Given task: Extract, verbatim, the lines of the records starting with the line that contains "For every instance of the shrub" and continuing through the end of the records.
==============================
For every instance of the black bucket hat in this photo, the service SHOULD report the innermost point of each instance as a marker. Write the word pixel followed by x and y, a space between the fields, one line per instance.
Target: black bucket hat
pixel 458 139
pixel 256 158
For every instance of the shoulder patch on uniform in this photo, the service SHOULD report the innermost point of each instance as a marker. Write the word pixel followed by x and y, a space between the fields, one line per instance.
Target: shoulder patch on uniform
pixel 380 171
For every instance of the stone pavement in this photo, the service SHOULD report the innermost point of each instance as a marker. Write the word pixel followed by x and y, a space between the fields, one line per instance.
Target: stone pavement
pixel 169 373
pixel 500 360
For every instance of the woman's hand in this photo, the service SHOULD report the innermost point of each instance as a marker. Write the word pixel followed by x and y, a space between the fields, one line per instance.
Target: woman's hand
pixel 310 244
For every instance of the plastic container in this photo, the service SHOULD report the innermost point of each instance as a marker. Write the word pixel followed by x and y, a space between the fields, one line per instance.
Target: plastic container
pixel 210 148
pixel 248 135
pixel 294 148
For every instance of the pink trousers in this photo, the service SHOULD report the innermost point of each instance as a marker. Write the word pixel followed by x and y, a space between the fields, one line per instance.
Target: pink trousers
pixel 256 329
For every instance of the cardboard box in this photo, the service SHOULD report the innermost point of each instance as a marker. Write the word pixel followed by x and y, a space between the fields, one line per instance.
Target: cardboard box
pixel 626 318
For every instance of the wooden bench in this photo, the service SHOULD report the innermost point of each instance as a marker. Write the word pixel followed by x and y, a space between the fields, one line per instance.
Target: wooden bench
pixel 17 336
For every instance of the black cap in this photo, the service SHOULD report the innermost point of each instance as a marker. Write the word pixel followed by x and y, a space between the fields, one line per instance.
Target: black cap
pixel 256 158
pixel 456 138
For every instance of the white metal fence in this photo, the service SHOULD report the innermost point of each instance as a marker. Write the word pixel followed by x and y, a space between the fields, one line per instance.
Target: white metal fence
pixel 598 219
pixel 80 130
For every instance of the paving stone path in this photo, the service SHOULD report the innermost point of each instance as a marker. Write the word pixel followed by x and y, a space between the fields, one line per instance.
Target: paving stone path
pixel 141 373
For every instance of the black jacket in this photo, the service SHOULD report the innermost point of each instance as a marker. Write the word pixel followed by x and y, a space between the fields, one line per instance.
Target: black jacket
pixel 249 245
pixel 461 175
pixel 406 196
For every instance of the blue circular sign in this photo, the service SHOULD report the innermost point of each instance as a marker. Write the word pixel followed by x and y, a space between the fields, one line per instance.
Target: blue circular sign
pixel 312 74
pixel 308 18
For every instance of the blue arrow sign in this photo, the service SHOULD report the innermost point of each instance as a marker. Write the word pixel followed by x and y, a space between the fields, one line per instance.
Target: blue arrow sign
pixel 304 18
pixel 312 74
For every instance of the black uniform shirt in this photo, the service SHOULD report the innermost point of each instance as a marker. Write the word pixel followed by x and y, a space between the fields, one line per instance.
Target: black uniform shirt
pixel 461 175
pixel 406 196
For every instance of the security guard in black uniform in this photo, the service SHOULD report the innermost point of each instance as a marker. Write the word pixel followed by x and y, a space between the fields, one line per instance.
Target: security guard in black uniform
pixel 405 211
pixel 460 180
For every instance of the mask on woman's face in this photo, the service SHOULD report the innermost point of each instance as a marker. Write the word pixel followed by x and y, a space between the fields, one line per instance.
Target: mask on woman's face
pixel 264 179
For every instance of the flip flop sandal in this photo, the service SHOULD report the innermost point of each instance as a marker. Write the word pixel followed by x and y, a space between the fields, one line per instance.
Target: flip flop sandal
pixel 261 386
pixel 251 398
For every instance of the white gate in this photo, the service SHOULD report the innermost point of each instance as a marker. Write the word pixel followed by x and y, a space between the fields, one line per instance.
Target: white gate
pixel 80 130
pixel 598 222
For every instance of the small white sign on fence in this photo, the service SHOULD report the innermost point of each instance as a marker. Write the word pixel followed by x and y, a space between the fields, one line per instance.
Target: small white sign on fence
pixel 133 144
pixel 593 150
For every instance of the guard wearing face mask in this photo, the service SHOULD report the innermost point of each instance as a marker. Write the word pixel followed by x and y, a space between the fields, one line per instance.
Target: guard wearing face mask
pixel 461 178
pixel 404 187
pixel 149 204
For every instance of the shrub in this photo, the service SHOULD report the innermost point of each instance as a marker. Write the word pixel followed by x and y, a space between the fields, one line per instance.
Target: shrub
==============================
The answer:
For every instance of the shrub in this photo, the service SHOULD report the innermost point of each instance as a marker. Write the word pixel followed by x and y, a space between the fields, one line per instance.
Target: shrub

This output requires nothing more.